===== Extrait source
J’étais obligé, je n’avais pas le choix. Comprenez, ce blog se veut littéraire et n’y figurait aucun ouvrage d’Annie Ernaux qui vient de décrocher le Nobel de littérature. Je me devais donc de m’adapter. De réparer cet oubli. Mais la vérité est que cette autrice m’a toujours plus ou moins fait peur. Elle est pourtant louée pour son écriture, classée à l’extrême gauche, féministe, décrite comme une narratrice des classes sociales qui s’inscrirait dans la foulée de Bourdieu. Elle a dit du mal de Macron et pas qu’un peu. Rien que des arguments qui auraient dû me pousser à ouvrir un de ses livres. Je l’avais d’ailleurs fait il y a quelques mois. Il était court comme la plupart des romans d’Ernaux, et je l’avais rapidement reposé. Ce n’était sans doute pas le moment. Ce qui m’a définitivement convaincu, plus que le Nobel, c’est la déclaration d’amour que lui a envoyée Nicolas Mathieu. Parce que les auteurs récompensés par le Nobel on peut parfois s’en passer. Certains sont parfaitement inconnus ou pas encore traduits, et pour d’autres on se demande dans quel état était le jury au moment du choix. Mais avec Nicolas Mathieu on ne transige pas.
Ils s’interdisaient le patois normand
La place est un ouvrage magnifique qui se lit dans l’apaisement malgré son sujet. Annie Ernaux raconte la peur de son père de perdre sa place dans la société, ainsi que son incompréhension quand il voyait sa fille s’éloigner de son milieu pendant ses études. Sa place c’était celle qu’il avait acquise avec sa femme en achetant un commerce, sortant ainsi de leur milieu d’origine. Or leur situation était précaire, à cause du crédit qu’ils devaient rembourser, mais aussi parce que s’annonçaient les supermarchés qui allaient les balayer. Ils avaient l’obsession du respect des normes sociales. Ils se demandaient tout le temps ce qu’on allait penser d’eux. Pas question de parler le patois normand même s’ils maîtrisaient avec difficulté le français. Pour le père d’Annie Ernaux, voir sa fille parler anglais avec un auto-stoppeur, l’entendre revendiquer le lavage de la salade à l’eau de javel en s’appuyant sur ses connaissances scolaires, était insupportable. Invitait-elle une amie à la maison, et son père se mettait en quatre pour ne pas déroger aux habitudes de la jeune fille. Dans le cas inverse les parents ne se posaient pas la question. Tout cela est raconté avec beaucoup de distance, de retenue, sans aucun mépris. Peut-être est-ce dû à l’allusion faite au Père Goriot en début d’ouvrage, on pense en lisant à certains romanciers du XIXe siècle. Nul besoin de chercher un cours de sociologie pour en profiter. Le récit se suffit à lui-même.
==========
===== Données extraites
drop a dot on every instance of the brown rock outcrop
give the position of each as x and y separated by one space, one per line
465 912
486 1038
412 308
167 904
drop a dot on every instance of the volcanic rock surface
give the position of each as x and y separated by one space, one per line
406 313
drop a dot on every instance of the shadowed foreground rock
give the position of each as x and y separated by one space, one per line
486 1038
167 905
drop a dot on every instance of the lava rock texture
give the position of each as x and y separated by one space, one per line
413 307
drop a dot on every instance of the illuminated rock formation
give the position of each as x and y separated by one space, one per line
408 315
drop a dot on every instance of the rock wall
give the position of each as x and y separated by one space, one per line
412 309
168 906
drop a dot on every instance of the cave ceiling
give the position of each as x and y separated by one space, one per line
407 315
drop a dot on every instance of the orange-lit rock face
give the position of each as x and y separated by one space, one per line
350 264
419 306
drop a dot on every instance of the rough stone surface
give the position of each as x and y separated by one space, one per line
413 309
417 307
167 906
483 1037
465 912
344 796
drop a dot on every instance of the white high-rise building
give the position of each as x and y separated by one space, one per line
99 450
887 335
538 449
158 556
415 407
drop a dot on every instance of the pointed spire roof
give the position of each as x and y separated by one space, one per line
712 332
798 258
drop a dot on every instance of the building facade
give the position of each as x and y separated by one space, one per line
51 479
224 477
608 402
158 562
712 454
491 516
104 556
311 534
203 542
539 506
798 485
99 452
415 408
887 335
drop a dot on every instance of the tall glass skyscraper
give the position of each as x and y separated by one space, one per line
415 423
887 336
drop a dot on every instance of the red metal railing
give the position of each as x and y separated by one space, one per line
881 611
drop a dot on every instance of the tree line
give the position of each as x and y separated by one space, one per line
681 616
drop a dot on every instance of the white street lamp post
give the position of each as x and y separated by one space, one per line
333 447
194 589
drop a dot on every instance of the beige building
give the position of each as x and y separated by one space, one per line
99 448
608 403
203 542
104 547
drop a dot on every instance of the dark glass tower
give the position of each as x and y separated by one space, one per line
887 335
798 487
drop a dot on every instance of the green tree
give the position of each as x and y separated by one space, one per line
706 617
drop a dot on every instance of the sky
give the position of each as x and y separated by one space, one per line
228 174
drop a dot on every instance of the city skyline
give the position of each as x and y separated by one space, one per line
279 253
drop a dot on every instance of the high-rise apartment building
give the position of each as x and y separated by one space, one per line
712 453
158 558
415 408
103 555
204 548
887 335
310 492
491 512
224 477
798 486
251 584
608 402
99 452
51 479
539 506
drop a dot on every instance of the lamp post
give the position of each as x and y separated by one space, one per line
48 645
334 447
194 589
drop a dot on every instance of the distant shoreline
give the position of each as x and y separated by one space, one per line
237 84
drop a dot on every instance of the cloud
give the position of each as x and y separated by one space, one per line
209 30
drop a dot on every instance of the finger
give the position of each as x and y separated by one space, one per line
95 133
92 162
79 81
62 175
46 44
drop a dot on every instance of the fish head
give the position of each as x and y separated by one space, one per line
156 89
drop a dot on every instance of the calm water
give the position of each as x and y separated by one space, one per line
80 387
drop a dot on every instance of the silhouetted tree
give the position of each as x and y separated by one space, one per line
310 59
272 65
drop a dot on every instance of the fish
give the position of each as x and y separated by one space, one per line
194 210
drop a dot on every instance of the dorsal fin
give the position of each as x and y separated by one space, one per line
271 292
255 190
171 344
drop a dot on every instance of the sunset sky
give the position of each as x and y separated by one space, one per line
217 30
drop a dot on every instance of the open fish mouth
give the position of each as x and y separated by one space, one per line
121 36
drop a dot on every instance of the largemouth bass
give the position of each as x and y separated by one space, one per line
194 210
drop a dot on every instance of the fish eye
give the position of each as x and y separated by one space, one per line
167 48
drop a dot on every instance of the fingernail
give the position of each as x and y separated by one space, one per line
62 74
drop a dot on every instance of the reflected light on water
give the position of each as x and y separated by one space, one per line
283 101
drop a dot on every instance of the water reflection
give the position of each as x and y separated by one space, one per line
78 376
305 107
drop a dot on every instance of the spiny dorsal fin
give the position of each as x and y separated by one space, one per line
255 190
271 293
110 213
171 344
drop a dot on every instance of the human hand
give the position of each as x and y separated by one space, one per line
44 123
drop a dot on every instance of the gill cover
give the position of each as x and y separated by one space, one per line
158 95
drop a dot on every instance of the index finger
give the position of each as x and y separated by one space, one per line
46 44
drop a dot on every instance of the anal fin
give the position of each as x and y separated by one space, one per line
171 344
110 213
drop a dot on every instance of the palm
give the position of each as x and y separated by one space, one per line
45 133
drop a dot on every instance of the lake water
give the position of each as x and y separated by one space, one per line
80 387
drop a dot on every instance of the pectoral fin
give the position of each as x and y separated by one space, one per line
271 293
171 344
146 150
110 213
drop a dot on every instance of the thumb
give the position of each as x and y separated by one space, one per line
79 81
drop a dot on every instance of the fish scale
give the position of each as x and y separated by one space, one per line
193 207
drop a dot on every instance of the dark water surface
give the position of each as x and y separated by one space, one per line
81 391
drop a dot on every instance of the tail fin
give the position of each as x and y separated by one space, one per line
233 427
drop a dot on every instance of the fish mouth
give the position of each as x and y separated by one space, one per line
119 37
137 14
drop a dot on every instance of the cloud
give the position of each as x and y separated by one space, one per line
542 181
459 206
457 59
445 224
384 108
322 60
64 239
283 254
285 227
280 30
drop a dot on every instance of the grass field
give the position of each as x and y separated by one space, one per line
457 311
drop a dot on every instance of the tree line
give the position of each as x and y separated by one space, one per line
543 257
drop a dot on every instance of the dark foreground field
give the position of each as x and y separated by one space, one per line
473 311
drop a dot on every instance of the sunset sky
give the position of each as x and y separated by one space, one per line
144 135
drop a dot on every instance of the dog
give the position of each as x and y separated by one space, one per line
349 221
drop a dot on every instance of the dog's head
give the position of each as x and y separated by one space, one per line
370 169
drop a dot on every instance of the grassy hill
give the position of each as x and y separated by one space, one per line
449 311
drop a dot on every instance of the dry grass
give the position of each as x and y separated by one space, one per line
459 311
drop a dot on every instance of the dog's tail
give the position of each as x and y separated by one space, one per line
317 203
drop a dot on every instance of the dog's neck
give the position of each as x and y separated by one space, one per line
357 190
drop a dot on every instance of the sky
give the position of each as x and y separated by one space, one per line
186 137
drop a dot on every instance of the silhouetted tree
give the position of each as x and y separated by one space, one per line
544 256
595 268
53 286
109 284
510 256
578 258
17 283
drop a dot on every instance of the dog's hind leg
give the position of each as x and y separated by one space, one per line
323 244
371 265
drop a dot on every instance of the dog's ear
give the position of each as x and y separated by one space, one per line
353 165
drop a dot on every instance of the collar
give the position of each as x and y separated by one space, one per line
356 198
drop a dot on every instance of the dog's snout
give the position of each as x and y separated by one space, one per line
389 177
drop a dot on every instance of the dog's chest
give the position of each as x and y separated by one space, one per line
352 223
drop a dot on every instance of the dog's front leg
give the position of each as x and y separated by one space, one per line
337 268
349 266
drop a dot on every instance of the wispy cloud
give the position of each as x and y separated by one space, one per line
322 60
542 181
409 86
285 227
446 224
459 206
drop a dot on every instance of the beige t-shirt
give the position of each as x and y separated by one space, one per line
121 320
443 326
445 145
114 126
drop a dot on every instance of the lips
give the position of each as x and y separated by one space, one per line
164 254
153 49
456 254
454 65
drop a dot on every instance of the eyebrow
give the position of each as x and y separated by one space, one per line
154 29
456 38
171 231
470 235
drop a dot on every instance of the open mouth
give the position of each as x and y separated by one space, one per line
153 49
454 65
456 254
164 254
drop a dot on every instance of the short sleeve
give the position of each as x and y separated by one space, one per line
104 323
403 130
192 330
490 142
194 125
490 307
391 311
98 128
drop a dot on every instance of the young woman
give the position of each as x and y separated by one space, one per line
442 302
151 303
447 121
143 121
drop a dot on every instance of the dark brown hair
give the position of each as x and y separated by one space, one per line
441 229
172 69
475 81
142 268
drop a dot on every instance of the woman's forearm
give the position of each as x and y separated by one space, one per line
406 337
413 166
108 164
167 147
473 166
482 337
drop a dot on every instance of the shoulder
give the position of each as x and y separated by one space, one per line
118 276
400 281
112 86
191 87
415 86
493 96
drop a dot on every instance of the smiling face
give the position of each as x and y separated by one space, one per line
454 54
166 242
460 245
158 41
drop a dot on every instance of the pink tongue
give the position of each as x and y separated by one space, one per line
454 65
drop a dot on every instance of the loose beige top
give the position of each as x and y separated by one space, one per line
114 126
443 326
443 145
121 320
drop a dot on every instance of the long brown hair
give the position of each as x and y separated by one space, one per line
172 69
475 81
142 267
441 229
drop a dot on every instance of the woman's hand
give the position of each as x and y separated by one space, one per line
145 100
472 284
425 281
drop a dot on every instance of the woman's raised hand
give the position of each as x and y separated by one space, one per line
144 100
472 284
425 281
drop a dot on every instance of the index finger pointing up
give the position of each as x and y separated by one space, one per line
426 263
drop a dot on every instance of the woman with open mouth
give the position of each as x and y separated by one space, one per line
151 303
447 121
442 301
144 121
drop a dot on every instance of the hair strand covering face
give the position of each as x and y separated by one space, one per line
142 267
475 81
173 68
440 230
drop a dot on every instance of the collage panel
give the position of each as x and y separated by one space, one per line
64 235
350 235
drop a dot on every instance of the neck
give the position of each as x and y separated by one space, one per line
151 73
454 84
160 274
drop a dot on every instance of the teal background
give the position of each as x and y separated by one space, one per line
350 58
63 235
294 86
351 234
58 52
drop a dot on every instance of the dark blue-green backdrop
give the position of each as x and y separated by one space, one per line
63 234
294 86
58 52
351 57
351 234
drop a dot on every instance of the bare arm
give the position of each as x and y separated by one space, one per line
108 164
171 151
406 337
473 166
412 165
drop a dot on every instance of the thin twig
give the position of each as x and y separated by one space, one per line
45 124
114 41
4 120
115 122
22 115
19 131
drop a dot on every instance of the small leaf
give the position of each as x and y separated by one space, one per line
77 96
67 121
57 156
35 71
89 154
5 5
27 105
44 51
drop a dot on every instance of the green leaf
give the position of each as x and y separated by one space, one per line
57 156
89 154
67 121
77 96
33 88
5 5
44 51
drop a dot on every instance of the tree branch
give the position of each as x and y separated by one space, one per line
==========
Consignes
Résumez l'extrait source en deux phrases. Les données constituent un ensemble distinct de l'extrait source.

Réponse
Annie Ernaux vient de recevoir le prix Nobel et ne figurait encore dans aucun billet de ce blog littéraire, qui présente donc La place, lu surtout après la déclaration d'amour que lui a adressée Nicolas Mathieu. Ce livre raconte la peur du père de l'autrice de perdre la place sociale acquise avec sa femme en achetant un commerce, ainsi que son incompréhension devant sa fille qui s'éloignait de son milieu, le tout avec distance, retenue et sans aucun mépris.